### Directions
Produce a verbatim copy of the entries listed below.

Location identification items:

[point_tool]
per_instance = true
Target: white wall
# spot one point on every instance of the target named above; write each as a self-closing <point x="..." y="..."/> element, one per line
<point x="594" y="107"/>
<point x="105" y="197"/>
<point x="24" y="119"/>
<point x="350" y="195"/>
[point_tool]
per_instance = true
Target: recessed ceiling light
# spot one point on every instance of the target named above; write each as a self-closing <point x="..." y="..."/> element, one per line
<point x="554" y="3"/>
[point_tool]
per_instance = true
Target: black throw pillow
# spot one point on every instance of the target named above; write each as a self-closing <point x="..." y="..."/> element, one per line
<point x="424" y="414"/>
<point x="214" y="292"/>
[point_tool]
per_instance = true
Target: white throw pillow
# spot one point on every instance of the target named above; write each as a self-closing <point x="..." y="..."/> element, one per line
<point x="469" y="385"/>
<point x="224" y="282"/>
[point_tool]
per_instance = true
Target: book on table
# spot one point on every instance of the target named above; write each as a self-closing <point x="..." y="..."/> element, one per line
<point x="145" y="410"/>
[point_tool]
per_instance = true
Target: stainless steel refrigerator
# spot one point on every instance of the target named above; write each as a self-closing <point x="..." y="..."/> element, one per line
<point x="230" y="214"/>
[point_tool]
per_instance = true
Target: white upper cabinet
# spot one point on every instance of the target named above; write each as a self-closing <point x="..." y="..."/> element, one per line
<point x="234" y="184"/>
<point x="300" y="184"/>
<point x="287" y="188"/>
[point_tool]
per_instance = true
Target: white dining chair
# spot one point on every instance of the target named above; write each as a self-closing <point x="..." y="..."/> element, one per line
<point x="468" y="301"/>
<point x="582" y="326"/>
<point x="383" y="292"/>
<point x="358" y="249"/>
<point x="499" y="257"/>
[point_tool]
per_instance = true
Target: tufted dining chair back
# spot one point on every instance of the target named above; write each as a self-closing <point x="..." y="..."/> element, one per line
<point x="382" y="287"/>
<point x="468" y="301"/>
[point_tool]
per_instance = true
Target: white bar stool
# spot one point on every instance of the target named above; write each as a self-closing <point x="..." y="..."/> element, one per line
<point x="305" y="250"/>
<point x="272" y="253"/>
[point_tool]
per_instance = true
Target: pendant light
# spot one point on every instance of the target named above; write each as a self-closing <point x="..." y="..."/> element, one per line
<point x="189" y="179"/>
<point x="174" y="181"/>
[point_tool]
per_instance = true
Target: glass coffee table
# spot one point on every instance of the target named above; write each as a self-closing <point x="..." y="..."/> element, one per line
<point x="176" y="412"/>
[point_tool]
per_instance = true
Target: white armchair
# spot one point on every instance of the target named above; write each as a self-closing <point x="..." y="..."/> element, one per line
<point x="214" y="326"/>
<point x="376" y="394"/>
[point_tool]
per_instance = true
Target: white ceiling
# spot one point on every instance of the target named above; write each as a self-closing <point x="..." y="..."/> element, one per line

### Result for this exercise
[point_tool]
per_instance = true
Target: white wall
# spot one point on every instance of the target named above; write each as a self-closing <point x="..." y="..."/> element, one per line
<point x="594" y="107"/>
<point x="105" y="197"/>
<point x="24" y="119"/>
<point x="350" y="195"/>
[point_tool]
per_instance = true
Target: recessed ceiling light
# spot one point on every instance of the target named above; write each as a self-closing <point x="..." y="..."/> element, one per line
<point x="554" y="3"/>
[point_tool]
per_instance = true
Target: black throw pillow
# spot one point on every instance of the target named above; write each as a self-closing <point x="..." y="..."/> element, one per line
<point x="424" y="414"/>
<point x="214" y="292"/>
[point_tool]
per_instance = true
Target: white throw pillow
# spot one point on every instance of the target named above; write each as a self-closing <point x="..." y="..."/> element, one per line
<point x="469" y="385"/>
<point x="224" y="282"/>
[point_tool]
per_instance = true
Target: book on table
# spot one point on every instance of the target named above; write each as a self-closing <point x="..." y="..."/> element, one per line
<point x="145" y="410"/>
[point_tool]
per_instance = true
Target: stainless steel refrigerator
# spot one point on every instance of the target named above; write each as a self-closing <point x="..." y="..."/> element, one per line
<point x="230" y="214"/>
[point_tool]
per_instance = true
Target: white upper cabinet
# spot one point on every instance of the target named above; write each as a self-closing <point x="..." y="..."/> element, one per line
<point x="234" y="184"/>
<point x="300" y="184"/>
<point x="287" y="188"/>
[point_tool]
per_instance = true
Target: white dining chair
# spot one point on every instance of the target named above; write each as a self-closing <point x="..." y="..."/> element, one per line
<point x="468" y="301"/>
<point x="582" y="326"/>
<point x="383" y="292"/>
<point x="358" y="249"/>
<point x="499" y="257"/>
[point_tool]
per_instance = true
Target: tufted dining chair back
# spot one point on every instance of the target named above; write each as a self-closing <point x="..." y="..."/> element, one per line
<point x="382" y="287"/>
<point x="468" y="301"/>
[point_tool]
per_instance = true
Target: white bar stool
# spot one point on every instance of the target named above; write each as a self-closing <point x="..." y="..."/> element, one per line
<point x="305" y="250"/>
<point x="272" y="253"/>
[point_tool]
per_instance = true
Target: pendant light
# spot one point on every instance of the target named above; write each as a self-closing <point x="..." y="..."/> element, one per line
<point x="189" y="179"/>
<point x="174" y="181"/>
[point_tool]
per_instance = true
Target: glass coffee table
# spot one point on every instance of the target named above; write each as a self-closing <point x="..." y="..."/> element, one per line
<point x="176" y="412"/>
[point_tool]
per_instance = true
Target: white armchair
# spot one point on every instance of the target named above; write each as a self-closing <point x="..." y="..."/> element, one per line
<point x="214" y="326"/>
<point x="376" y="394"/>
[point_tool]
per_instance = true
Target: white ceiling
# spot one point on every instance of the target named above; write each as a self-closing <point x="..." y="..."/> element, one per line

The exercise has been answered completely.